(Records from a collection)
---------------

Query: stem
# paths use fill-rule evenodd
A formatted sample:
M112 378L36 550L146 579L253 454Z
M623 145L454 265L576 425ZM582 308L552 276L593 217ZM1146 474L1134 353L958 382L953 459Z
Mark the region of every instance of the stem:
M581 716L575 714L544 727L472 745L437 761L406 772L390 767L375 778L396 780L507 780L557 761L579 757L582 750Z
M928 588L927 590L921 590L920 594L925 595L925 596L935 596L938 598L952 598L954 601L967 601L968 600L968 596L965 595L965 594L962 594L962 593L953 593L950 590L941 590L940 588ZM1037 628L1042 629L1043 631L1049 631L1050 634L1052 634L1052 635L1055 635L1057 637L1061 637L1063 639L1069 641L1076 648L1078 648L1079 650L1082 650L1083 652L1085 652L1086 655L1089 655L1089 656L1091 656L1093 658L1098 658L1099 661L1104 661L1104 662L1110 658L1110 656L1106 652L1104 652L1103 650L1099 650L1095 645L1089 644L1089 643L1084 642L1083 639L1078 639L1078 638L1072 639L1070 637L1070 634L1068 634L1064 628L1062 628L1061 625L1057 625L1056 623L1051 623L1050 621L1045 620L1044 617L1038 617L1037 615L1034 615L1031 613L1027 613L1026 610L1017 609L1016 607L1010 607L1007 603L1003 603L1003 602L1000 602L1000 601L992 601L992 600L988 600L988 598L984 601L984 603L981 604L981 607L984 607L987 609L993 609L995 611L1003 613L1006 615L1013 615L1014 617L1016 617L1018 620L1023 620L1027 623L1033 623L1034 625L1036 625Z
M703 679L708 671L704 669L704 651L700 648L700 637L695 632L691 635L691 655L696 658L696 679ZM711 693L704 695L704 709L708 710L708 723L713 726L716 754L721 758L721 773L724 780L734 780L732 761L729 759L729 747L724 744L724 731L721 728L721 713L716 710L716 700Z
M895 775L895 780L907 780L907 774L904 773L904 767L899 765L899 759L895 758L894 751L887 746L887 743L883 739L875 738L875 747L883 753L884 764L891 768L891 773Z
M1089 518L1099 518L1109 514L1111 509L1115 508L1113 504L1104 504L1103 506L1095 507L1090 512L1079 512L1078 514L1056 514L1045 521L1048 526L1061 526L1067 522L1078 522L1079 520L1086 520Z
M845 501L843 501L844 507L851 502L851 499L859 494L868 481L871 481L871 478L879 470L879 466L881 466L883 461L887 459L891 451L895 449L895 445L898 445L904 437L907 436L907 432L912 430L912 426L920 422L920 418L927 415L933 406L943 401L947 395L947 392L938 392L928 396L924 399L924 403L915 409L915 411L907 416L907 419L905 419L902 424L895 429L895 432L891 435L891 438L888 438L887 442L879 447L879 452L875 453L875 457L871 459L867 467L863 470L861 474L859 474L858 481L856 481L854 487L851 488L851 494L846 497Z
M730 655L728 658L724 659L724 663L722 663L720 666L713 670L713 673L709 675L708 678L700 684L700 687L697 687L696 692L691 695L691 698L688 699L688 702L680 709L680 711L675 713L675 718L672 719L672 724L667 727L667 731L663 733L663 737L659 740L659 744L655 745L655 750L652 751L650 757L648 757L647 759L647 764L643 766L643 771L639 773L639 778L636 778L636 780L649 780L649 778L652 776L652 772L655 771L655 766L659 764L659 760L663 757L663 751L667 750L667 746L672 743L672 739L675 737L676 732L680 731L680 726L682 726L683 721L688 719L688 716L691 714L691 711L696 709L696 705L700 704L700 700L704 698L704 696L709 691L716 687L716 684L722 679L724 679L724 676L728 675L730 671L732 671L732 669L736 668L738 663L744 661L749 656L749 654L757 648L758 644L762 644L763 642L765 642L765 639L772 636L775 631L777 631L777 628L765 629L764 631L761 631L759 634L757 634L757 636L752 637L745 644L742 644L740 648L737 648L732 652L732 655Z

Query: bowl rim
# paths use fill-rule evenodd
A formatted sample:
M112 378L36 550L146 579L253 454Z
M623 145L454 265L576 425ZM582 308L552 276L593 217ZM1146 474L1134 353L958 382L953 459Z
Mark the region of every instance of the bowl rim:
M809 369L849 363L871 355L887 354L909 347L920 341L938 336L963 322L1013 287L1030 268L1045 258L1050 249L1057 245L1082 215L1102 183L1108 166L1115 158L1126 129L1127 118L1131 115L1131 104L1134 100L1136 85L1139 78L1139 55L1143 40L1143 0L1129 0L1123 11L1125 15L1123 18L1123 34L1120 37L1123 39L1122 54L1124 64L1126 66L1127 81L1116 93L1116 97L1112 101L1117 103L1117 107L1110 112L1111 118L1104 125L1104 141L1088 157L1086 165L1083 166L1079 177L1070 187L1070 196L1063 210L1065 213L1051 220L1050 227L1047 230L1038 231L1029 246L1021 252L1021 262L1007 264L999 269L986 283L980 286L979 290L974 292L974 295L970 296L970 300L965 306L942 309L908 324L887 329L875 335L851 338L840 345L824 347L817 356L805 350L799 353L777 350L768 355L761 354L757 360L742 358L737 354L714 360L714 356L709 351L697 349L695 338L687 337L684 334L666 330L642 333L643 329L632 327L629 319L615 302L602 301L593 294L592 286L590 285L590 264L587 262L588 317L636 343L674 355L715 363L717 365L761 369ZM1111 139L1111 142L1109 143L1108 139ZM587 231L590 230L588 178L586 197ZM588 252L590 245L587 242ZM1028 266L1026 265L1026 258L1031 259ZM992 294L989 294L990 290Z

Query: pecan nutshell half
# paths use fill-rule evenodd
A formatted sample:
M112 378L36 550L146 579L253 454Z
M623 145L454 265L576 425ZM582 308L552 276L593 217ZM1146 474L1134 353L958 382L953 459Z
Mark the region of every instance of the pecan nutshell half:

---------------

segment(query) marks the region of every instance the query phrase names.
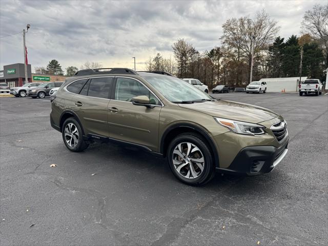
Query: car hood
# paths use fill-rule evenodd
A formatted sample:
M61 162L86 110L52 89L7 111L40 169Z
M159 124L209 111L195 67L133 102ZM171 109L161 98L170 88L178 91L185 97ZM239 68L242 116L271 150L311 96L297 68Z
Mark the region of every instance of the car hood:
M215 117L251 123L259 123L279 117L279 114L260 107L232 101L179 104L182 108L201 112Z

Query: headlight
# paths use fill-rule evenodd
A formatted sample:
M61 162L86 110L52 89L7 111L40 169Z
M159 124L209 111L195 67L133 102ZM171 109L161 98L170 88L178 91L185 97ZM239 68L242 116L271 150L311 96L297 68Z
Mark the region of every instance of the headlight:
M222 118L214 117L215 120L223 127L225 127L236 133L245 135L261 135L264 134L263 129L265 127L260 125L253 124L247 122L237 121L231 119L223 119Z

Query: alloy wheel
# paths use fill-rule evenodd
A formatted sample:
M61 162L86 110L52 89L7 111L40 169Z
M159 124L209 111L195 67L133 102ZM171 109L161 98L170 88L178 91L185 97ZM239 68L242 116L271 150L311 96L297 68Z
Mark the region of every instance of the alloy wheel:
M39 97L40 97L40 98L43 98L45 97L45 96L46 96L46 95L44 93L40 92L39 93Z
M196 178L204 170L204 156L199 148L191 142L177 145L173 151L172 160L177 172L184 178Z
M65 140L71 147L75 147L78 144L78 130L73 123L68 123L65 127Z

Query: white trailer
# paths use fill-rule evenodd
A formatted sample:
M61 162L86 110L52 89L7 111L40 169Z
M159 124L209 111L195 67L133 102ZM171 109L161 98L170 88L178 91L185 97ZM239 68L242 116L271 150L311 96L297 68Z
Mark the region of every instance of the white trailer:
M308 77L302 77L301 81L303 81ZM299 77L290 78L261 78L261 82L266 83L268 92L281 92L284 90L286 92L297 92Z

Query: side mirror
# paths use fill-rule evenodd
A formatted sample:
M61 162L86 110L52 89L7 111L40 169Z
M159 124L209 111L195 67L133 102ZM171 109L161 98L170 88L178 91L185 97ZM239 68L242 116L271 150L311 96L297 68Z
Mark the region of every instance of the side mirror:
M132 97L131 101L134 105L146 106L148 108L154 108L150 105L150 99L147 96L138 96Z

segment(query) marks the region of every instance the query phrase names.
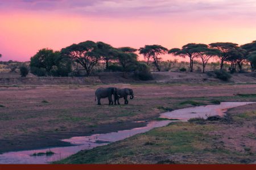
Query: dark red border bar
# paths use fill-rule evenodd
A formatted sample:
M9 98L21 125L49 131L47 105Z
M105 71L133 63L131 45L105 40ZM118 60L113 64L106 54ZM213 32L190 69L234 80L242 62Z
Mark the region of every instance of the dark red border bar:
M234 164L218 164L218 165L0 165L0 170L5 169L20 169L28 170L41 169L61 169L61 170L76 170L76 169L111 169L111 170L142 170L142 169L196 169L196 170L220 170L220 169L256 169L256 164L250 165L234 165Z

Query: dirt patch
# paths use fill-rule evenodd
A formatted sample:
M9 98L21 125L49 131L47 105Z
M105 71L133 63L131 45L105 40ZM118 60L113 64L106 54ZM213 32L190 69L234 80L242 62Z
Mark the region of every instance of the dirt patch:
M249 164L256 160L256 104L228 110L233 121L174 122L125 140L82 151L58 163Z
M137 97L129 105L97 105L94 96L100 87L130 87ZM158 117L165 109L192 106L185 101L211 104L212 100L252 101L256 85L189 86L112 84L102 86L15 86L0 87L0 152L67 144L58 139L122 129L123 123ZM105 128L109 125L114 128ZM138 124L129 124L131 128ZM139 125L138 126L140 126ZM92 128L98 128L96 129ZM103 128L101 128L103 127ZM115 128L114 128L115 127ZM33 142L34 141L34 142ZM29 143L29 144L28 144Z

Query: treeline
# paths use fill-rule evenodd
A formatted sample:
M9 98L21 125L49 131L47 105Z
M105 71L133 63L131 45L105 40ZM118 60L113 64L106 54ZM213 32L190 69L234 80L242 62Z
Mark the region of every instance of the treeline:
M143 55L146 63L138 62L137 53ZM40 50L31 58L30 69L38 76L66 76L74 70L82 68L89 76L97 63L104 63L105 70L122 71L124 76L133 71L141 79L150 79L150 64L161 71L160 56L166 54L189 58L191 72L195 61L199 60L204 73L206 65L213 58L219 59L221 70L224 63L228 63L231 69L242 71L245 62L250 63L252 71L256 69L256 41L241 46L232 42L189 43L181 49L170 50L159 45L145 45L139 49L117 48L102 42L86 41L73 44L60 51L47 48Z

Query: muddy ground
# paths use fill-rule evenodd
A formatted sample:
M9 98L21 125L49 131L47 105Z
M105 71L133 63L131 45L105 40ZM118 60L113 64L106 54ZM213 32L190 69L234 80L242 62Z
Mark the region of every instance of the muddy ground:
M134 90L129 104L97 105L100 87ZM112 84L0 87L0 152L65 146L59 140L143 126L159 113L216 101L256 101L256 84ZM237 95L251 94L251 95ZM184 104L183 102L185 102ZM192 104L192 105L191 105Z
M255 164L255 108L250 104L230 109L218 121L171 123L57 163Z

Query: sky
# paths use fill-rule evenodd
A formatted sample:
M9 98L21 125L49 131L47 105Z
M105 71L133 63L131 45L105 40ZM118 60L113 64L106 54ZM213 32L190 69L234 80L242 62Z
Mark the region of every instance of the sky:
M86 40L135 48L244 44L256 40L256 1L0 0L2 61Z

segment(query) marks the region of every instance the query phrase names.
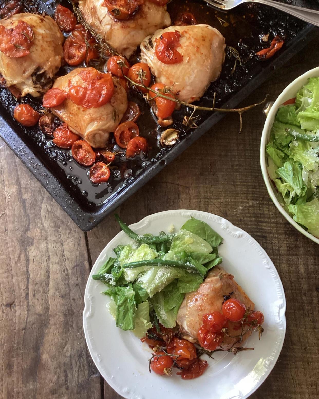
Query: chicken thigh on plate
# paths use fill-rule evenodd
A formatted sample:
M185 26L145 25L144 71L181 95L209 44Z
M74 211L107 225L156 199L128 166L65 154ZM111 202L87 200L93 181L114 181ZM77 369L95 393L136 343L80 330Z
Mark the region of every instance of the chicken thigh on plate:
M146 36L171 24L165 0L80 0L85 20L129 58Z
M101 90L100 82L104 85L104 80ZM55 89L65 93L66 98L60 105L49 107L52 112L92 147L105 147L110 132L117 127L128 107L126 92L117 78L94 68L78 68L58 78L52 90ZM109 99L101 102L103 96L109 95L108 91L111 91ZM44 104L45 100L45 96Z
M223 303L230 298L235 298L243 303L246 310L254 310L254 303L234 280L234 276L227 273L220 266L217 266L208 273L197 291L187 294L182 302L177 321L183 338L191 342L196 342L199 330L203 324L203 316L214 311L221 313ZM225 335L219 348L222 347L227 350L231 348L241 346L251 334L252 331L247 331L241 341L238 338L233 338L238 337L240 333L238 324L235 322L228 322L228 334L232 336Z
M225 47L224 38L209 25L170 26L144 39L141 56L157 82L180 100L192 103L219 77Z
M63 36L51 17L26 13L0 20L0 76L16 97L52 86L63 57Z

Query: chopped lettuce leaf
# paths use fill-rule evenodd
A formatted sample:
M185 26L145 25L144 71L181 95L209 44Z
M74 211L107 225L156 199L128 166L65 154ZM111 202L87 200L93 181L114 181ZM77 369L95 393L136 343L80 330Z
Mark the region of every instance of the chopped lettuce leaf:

---------------

- Task description -
Change "headlight" to "taillight" in the lines from the one with "Query: headlight" to the one with "M65 140L71 147L75", and give those lines back with everything else left the same.

- Result of the exercise -
Query: taillight
# paths use fill-rule evenodd
A formatted sample:
M61 162L86 110L52 89L7 111L40 169Z
M159 124L209 111L195 67L133 102ZM171 109L161 98L170 88L178 91L185 97ZM239 68L242 116L271 150L311 96L297 68Z
Mark the region of every instance of the taillight:
M222 118L214 117L215 120L223 127L225 127L236 133L245 135L261 135L264 134L263 129L265 127L260 125L253 124L247 122L237 121L231 119L223 119Z

Query: alloy wheel
# paths use fill-rule evenodd
A formatted sample:
M61 162L86 110L52 89L7 111L40 169Z
M159 124L209 111L195 67L133 102ZM171 109L161 98L170 88L178 91L185 97ZM239 68L242 116L271 150L311 96L297 68Z
Mark the region of every instance of the alloy wheel:
M39 97L40 97L40 98L43 98L45 97L45 96L46 96L46 95L44 93L40 92L39 93Z
M196 178L204 170L204 156L199 148L191 142L177 145L173 151L172 160L177 172L184 178Z
M65 140L71 147L75 147L78 144L78 130L73 123L68 123L65 127Z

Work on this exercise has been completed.